- Items from a dataset -
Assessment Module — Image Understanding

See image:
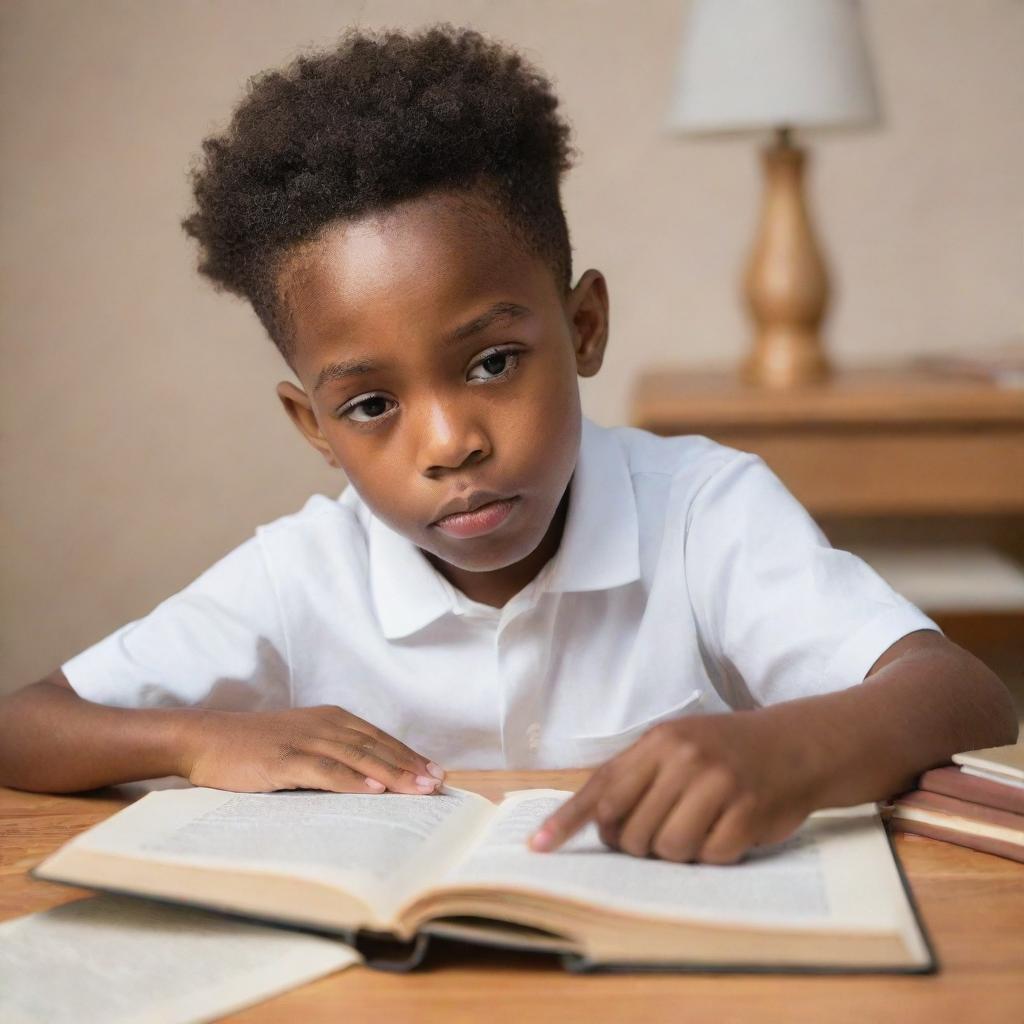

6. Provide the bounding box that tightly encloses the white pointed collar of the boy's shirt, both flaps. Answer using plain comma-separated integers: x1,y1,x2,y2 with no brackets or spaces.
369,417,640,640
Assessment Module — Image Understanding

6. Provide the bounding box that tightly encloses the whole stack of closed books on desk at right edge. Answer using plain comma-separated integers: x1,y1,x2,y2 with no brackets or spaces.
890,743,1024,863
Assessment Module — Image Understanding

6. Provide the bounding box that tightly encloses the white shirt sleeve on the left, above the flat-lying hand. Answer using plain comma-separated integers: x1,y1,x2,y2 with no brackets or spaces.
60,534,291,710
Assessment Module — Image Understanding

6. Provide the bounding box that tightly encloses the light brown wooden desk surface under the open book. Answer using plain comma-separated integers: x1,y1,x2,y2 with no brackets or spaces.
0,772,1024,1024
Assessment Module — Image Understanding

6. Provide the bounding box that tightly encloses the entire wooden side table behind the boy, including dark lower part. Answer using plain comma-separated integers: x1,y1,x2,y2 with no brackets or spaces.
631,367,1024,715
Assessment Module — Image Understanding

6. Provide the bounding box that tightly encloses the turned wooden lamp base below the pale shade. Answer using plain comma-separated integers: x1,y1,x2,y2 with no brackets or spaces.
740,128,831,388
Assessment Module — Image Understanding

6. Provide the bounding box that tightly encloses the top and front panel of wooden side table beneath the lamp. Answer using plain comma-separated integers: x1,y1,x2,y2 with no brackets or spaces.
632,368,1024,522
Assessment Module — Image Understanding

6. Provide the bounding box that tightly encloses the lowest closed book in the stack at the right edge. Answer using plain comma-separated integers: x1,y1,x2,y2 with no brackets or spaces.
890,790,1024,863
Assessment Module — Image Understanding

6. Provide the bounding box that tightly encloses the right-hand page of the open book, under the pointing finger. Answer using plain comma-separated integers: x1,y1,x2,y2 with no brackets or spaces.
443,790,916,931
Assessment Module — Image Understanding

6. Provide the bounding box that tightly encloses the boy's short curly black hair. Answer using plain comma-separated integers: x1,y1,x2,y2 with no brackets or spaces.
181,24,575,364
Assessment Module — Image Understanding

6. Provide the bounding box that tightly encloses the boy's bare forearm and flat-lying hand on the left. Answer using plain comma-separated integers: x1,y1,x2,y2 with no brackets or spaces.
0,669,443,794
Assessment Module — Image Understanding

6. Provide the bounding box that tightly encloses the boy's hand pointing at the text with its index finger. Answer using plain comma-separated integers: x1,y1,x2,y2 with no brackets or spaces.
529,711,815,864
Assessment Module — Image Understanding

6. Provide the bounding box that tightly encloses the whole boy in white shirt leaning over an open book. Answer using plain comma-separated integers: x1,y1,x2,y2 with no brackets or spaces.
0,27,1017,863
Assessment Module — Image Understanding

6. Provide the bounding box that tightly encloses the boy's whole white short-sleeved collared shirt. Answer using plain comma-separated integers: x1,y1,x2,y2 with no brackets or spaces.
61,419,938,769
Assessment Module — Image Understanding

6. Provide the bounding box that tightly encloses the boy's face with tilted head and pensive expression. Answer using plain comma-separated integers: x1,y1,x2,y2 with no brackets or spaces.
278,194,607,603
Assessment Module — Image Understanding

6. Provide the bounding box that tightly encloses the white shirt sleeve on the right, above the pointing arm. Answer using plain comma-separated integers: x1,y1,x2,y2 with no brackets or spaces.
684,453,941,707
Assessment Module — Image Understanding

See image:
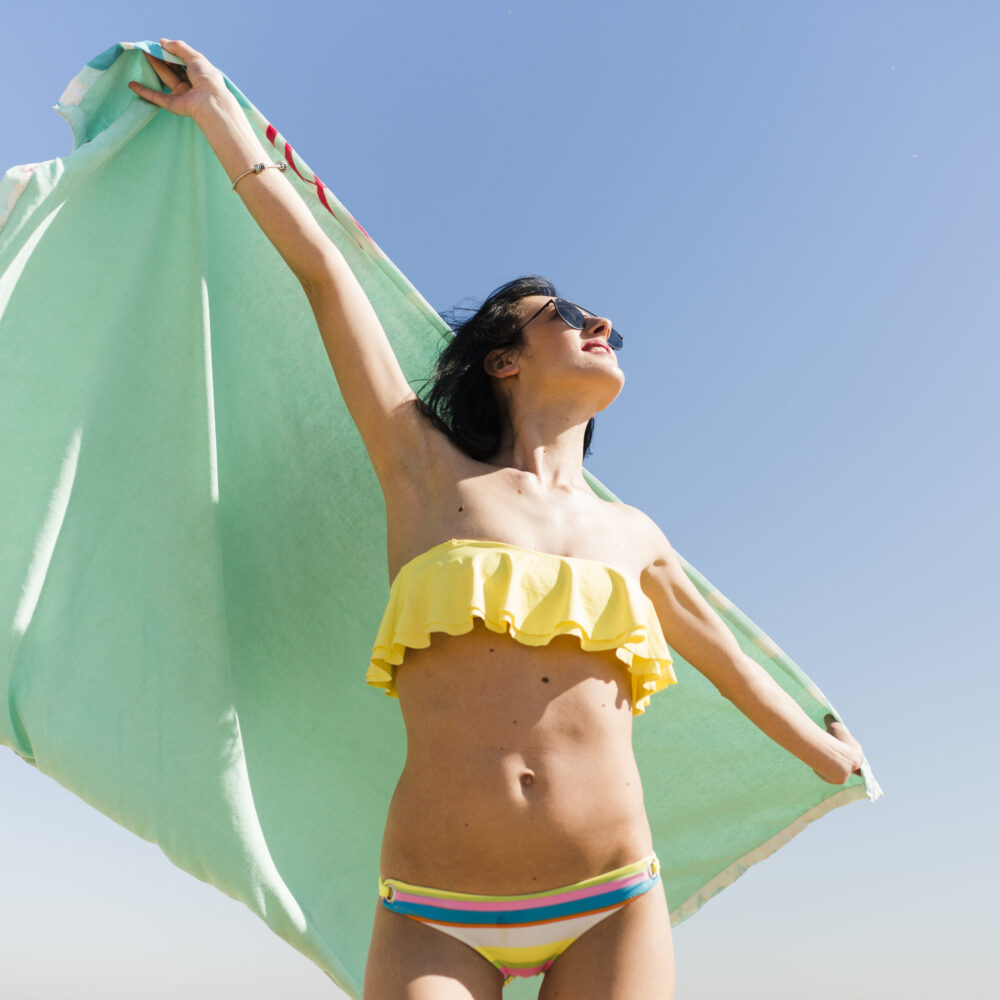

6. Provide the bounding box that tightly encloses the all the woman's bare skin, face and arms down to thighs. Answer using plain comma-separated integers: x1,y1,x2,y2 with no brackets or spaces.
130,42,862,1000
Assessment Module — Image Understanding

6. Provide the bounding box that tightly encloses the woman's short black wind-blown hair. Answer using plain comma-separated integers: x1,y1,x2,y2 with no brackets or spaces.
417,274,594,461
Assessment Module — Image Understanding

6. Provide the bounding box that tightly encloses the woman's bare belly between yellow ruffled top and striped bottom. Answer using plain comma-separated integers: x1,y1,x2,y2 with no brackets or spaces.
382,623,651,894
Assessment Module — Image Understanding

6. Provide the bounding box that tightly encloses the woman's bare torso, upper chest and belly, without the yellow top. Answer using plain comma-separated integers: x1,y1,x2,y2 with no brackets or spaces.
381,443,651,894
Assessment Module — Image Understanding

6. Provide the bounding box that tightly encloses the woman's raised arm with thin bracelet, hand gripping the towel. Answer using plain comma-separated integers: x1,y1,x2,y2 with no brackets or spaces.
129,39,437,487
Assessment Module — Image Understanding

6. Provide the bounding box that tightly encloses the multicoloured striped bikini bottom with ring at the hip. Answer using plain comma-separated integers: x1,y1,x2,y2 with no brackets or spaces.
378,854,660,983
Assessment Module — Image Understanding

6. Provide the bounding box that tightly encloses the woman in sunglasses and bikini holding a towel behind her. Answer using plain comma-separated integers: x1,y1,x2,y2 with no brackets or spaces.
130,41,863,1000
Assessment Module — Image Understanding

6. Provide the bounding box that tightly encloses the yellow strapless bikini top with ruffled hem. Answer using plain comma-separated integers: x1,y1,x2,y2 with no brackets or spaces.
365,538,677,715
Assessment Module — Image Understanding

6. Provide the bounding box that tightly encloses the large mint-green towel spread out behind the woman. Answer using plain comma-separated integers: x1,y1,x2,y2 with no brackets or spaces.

- TRY IT -
In your copy, omit the pictures and restate every line of the data word for word.

- ANSWER SECTION -
Assessment Module — Image Understanding

See image:

6. Provide the bounding box that tightly encloses the white pointed collar of the boy's shirt, both flaps. Answer using plain comma-separated integers: x1,y1,x2,y2 with no brackets or spaces.
369,417,640,640
Assessment Module — Image Understanding

6. Provide the bounding box that tightly encloses the whole stack of closed books on desk at right edge. Answer using plain comma-separated integers: x1,y1,x2,y2 with no brackets or spaces.
890,743,1024,863
Assessment Module — Image Understanding

6. Provide the bounding box that tightly encloses the white shirt sleeve on the left, above the flat-lying hand. Answer using plain comma-separated integers: x1,y1,x2,y2 with no brackets or spaces.
60,534,291,710
Assessment Module — Image Understanding

6. Provide the bounding box that tightly encloses the light brown wooden desk surface under the open book. Answer using plain comma-separated integers: x1,y1,x2,y2 with no brackets or spaces.
0,772,1024,1024
Assessment Module — Image Understanding

6. Provide the bounding box that tightly encloses the entire wooden side table behind the boy, including dark lower part. Answer using plain comma-separated integers: x1,y1,x2,y2 with no brackets or spaces.
631,367,1024,715
Assessment Module — Image Understanding

6. Provide the bounding box that tightly encloses the turned wooden lamp base below the pale shade. Answer using plain comma-separated integers: x1,y1,x2,y2 with no brackets or spaces.
740,128,831,388
Assessment Module — Image Understanding

6. Provide the bounding box that tightly encloses the top and front panel of wooden side table beneath the lamp. Answer using plain comma-separated integers: x1,y1,x2,y2 with no brackets or spaces.
632,368,1024,522
Assessment Module — Image Understanding

6. Provide the bounding box that tightly encloses the lowest closed book in the stack at the right edge. Answer using plain comma-separated integers: x1,y1,x2,y2 with no brackets or spaces.
890,790,1024,863
Assessment Module — Image Understanding

6. Provide the bounding box that tightly encloses the right-hand page of the open book, under the pointing finger. Answer using plain comma-separated integers: x1,y1,x2,y2 with no brackets or spaces.
443,790,916,931
Assessment Module — Image Understanding

6. Provide the bounding box that tightly encloses the boy's short curly black hair. Answer using plain comma-separated integers: x1,y1,x2,y2 with no brackets or spaces.
181,24,575,364
Assessment Module — Image Understanding

6. Provide the bounding box that tightly encloses the boy's bare forearm and flat-lying hand on the left. Answer using plain comma-separated integers: x1,y1,x2,y2 with no brackets or spaces.
0,669,443,794
Assessment Module — Image Understanding

6. Provide the bounding box that tightly encloses the boy's hand pointing at the text with its index finger. Answer using plain comma-separated integers: x1,y1,x2,y2 with no brackets or spaces.
529,711,815,864
Assessment Module — Image Understanding

6. Provide the bounding box that tightly encloses the whole boy in white shirt leaning over an open book. Answer using plain comma-separated integers: x1,y1,x2,y2 with no brackets or spaces.
0,27,1017,863
Assessment Module — Image Understanding

6. Provide the bounding box that tightly encloses the boy's whole white short-sleeved collared shirt. Answer using plain comma-separated integers: x1,y1,x2,y2 with no brackets or spaces.
61,419,938,769
Assessment Module — Image Understanding

6. Provide the bounding box that tightly encloses the boy's face with tilted head and pensive expression. Answer using plain comma-separated integers: x1,y1,x2,y2 with no brackets or spaces.
278,194,607,603
Assessment Module — Image Understanding

6. Provide the bounding box that tightly encloses the white shirt sleeve on the right, above the pointing arm. Answer using plain comma-separated integers: x1,y1,x2,y2 with no brackets or spaces.
684,453,941,707
Assessment Module — Image Understanding

See image:

6. Provide the bounding box that tightly encloses the all the woman's bare skin, face and arms down to thighs. Answer using plain comma-separated integers: x1,y1,x2,y2 with no brackets or spaces.
130,42,862,1000
Assessment Module — Image Understanding

6. Provide the bounding box that tightly encloses the woman's short black wind-blown hair. Answer using plain comma-separated integers: x1,y1,x2,y2 with no brackets or spaces.
417,274,594,461
Assessment Module — Image Understanding

6. Provide the bounding box that tightly encloses the woman's bare belly between yellow ruffled top and striped bottom. Answer using plain comma-separated integers: x1,y1,x2,y2 with no brackets or spaces.
382,623,651,894
Assessment Module — Image Understanding

6. Provide the bounding box that tightly encloses the woman's bare torso, upper chest and belly, without the yellow top. Answer using plain comma-separated integers: x1,y1,x2,y2 with no brackets or spaces.
381,443,651,894
Assessment Module — Image Understanding

6. Provide the bounding box that tightly encloses the woman's raised arm with thin bracelet, hand gripping the towel. Answer using plain comma-separated integers: x1,y1,x2,y2 with no brackets or spaces.
129,39,437,487
Assessment Module — Image Understanding

6. Provide the bounding box that tightly encloses the multicoloured striped bikini bottom with ring at the hip. Answer using plain comma-separated integers: x1,y1,x2,y2 with no brackets or spaces.
378,854,660,983
Assessment Module — Image Understanding

6. Provide the bounding box that tightly encloses the woman in sunglasses and bikini holding a towel behind her. Answer using plain comma-separated integers: x1,y1,x2,y2 with no brackets or spaces.
130,41,863,1000
Assessment Module — Image Understanding

6. Provide the bounding box that tightly encloses the yellow strapless bikini top with ruffled hem. Answer using plain comma-separated integers: x1,y1,x2,y2 with no brackets or spaces.
365,538,677,715
Assessment Module — Image Understanding

6. Provide the bounding box that tightly encloses the large mint-green towel spread out behind the woman. Answer using plain comma-separated integers: x1,y1,x2,y2 with no brackets or spaces.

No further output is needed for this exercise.